The following information was submitted to The Block Island Times by the researchers:
“The Eco-epidemiology lab at Columbia University, headed by Maria Diuk-Wasser, has been working on Block Island since 2010, investigating the links between the island’s environment, animal host populations, and human cases of tick-borne diseases, including Lyme disease and human babesiosis. During the extensive field work that takes place every spring and summer since 2010, our field crew collects ticks and trap small mammals to better understand the ecological factors that contribute to the incidence of these diseases and assess the public health risk to residents. For this reason, we have also been working closely with Dr. Peter Krause and colleagues from Yale University, who have been leading a serosurveillance program on tick-borne diseases on Block Island since 1991 and consists of bi-annual serosurveys wherein residents who spent at least one month during the transmission season (May through October) on the island may be tested for Lyme disease and babesiosis at no cost.”
“Ticks have three stages which emerge and are active at different times of the year: larvae, nymphs and adult ticks. They all need to take a blood meal to molt into the next stage and female ticks need it to lay eggs. The stage that represents the most risk to people are the nymphs, which can be infected after feeding on an infected animal as larva, and are most active from May to July. The nymph densities on Block Island have ranged from 170 to 410 nymphs per hectare, in our sampling sites between 2010 and 2016. The infection rate has ranged between 11 percent and 29 percent during the same time period. Bi-annual serosurveys (spring and fall) that were conducted on Block Island found that Lyme disease prevalence fluctuated between 8.4 percent and 29.1 percent and human babesiosis have fluctuated between 0.5 percent and 10 percent.”

Records provided

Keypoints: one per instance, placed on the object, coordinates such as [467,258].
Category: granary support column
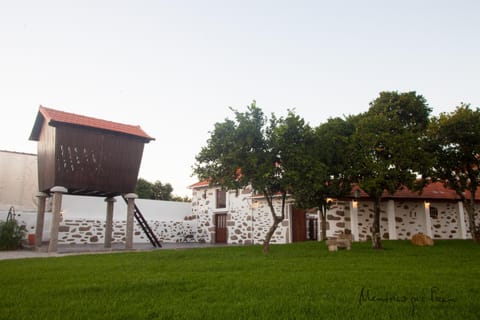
[109,222]
[130,212]
[42,200]
[354,220]
[462,227]
[56,216]
[392,224]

Work to complete
Can you carry on the Block Island tick passage from its final sentence? The records come from a separate source.

Exercise result
“As part of our research we are most interested to understand better how, where, and under which circumstances are people most at risk of encountering ticks. Although trivial, our understanding is very limited because our information is anecdotal and because not many studies have addressed how people’s activities and prevention measures affect their risk, and how it changes with past tick encounters and more knowledge about ticks and the diseases they can carry. One of the limitations to understand this is the method that has been used to gather the information. Traditionally, this information has been collected by questionnaires at the end of the high risk season or at one point in time, so we don’t have sufficient information to relate tick exposure to different activity patterns. How people are exposed to ticks is a key piece of information to understand how different interventions to reduce the tick burden will impact on human health.”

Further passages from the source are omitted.